*Alıştırmalar*:
**A)** Verilen metne göre, 19 Ağustos 2022 haftasında vizyona giren yeni filmlerden kaçı yerli yapımdır?
**B)** Aşağıdaki ifadelerin verilen metinle uyuşup uyuşmadığını belirtin. Her biri için evet ya da hayır deyin ve metindeki belirleyici sözleri aynen alıntılayın.
(i) Ball of Fire filmini Howard Hawks yönetmiştir.
(ii) Sinema salonları 5 Mart 2021'de yeniden açılmıştır.
(iii) 'Nope / Hayır', Jordan Peele'in yazıp yönettiği üçüncü uzun metraj kurmacadır.
**C)** Verilen metinde "Night Nurse" sözlerinin geçtiği yerden başlayarak "Sturges / 1941)" sözlerinden sonra durun ve bu bölümü olduğu gibi yeniden yazın.

*Verilen Metin*:
--- --- ---
Tarih 2 Temmuz 2021’i gösterdiğinde sinema salonları yine izleyicileri ağırlamaya başlıyor; perdeler umduğumuz o ki, bir daha kapanmamak üzere açılıyordu! Sinemalar açılmadan önce her hafta, naçizane iyi filmler ve diziler önerdim sizlere! 2020 Mart ayından bu güne, artık hayatta olmayan canım ‘Sinema’ dergisindeki ‘Sinemadan Çıkmış İnsan’ adlı köşemde, geçmiş sayılarda yayınlanmış eski yazılarımı paylaştım. 5 Mart 2021’den itibarense, sinema salonları perdelerini açana dek, her yeni hafta, o tarihe ait eski ‘sinemadan çıkmış insan / vizyonda bu hafta köşeleri’ni sizlerle buluşturdum. Sizlere her hafta sinema tarihinden 5 klasik film önerdiğim ‘Önce Tavsiyeler’ adlı bölüm ve geçmiş vizyon haftalarını anımsadığımız ‘Tarihte Bu Hafta’ adlı bölümler devam edecek!
Önce sağlık; gerisi hikâye! İçinizde yaşayan sinemadan çıkmış insanın elini sakın ha bırakmayın! Kurda kuşa yem olmayın bir de!

 

ÖNCE TAVSİYELER…

SİNEMA TARİHİNDEN 5 KLASİK

Night Nurse
(Yönetmen: William A. Wellman / 1931)

Three on a Match
(Yönetmen: Mervyn LeRoy / 1932)

Baby Face
(Yönetmen: Alfred E. Green / 1933)

Ball of Fire
(Yönetmen: Howard Hawks / 1941)

The Lady Eve
(Yönetmen: Preston Sturges / 1941)

 

Vizyonda bu hafta (19 Ağustos 2022)

Dördü yerli yapım olmak üzere, toplam yedi yeni film merhaba diyor bu hafta izleyiciye!
İstanbul dışında bulunduğumdan dolayı bu hafta vizyon gören filmlere sadece yapım notlarıyla değineceğim!
‘Get Out / Kapan’ ve ‘Us / Biz’ gibi son derece nitelikli ve sosyal içerikli gizem-korku gerilim öyküleriyle tanınan yaman yaratıcı Jordan Peele yazıp yönettiği üçüncü uzun metraj kurmacası, bilimkurgu öğeleri içeren gizem yüklü korku ‘Nope / Hayır’ ile karşımızda! Kaliforniya’nın iç kesimlerindeki tenha bir kanyonda yapılan esrarengiz ve tüyler ürpertici bir keşfe tanıklık ediyoruz. Daniel Kaluuya, Keke Palmer, Brandon Perea, Michael Wincott ve Keith David, başlıca rolleri üstleniyorlar.
--- --- ---
*Satır Listesi*:
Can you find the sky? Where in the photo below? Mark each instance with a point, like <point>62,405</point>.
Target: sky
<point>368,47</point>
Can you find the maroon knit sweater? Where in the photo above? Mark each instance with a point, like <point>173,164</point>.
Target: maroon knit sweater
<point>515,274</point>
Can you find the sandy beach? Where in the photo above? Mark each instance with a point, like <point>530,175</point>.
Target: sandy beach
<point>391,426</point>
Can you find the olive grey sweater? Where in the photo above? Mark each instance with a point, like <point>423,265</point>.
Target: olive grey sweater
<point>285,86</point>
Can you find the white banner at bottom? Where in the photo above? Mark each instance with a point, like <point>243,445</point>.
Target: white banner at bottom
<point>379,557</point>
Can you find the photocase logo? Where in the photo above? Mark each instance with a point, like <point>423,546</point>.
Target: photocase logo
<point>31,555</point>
--- --- ---
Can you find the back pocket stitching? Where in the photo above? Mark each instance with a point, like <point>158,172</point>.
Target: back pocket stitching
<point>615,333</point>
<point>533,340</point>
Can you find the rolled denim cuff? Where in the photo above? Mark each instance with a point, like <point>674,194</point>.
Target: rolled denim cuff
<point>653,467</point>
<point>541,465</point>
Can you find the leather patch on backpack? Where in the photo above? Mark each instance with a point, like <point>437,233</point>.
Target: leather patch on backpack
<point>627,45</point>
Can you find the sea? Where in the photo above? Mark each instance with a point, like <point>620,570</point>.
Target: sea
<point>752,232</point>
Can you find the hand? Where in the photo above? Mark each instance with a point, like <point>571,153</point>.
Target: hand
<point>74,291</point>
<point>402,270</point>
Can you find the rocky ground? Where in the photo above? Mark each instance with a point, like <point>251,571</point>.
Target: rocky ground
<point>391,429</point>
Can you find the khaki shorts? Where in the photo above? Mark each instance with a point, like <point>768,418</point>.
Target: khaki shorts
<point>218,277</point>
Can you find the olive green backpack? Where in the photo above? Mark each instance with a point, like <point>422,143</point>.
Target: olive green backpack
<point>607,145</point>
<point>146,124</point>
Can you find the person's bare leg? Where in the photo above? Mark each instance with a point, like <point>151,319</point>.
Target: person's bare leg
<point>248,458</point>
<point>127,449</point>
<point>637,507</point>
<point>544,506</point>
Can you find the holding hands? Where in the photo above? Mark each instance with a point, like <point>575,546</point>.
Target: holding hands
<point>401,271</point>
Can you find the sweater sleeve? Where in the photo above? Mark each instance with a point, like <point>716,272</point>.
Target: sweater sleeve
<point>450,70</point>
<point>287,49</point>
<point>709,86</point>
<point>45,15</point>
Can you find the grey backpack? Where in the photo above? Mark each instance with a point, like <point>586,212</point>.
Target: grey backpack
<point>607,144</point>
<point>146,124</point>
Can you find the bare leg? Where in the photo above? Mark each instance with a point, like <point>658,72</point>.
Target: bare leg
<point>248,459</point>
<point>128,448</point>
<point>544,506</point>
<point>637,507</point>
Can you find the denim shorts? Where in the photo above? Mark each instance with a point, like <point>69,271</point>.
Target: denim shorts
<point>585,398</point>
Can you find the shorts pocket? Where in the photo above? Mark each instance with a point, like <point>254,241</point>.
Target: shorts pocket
--- --- ---
*Çözümlü Yanıtlar*:
**A)** Yedi yeni filmden dördü yerli yapımdır.

**B)**
(i) Evet: "(Yönetmen: Howard Hawks / 1941)"
(ii) Hayır: "Tarih 2 Temmuz 2021’i gösterdiğinde sinema salonları yine izleyicileri ağırlamaya başlıyor"
(iii) Evet: "Jordan Peele yazıp yönettiği üçüncü uzun metraj kurmacası"

**C)**
Night Nurse
(Yönetmen: William A. Wellman / 1931)

Three on a Match
(Yönetmen: Mervyn LeRoy / 1932)

Baby Face
(Yönetmen: Alfred E. Green / 1933)

Ball of Fire
(Yönetmen: Howard Hawks / 1941)

The Lady Eve
(Yönetmen: Preston Sturges / 1941)